Point-per-instance localization data:

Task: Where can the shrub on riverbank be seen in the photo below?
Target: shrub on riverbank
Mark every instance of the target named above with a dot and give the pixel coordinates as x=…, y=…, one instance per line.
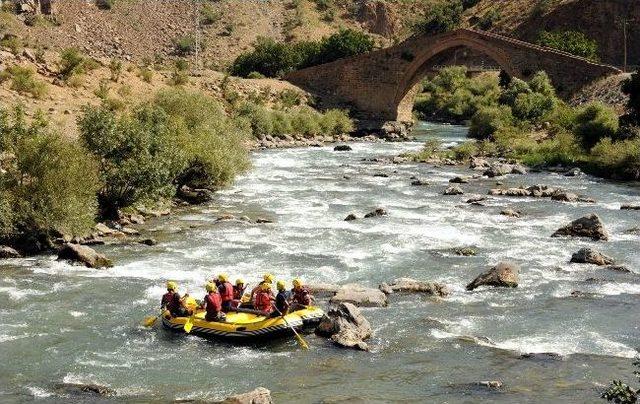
x=47, y=183
x=179, y=138
x=303, y=121
x=275, y=59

**ACTIVITY**
A faithful copy of every record is required, with no pictures included.

**SOLUTION**
Task: Where can the shrub on riverbank be seen in the photo below?
Target: shrub on riverbank
Mark every instance of the target named above with a dot and give the pixel coordinates as x=…, y=…, one instance per line.
x=47, y=183
x=179, y=138
x=303, y=121
x=275, y=59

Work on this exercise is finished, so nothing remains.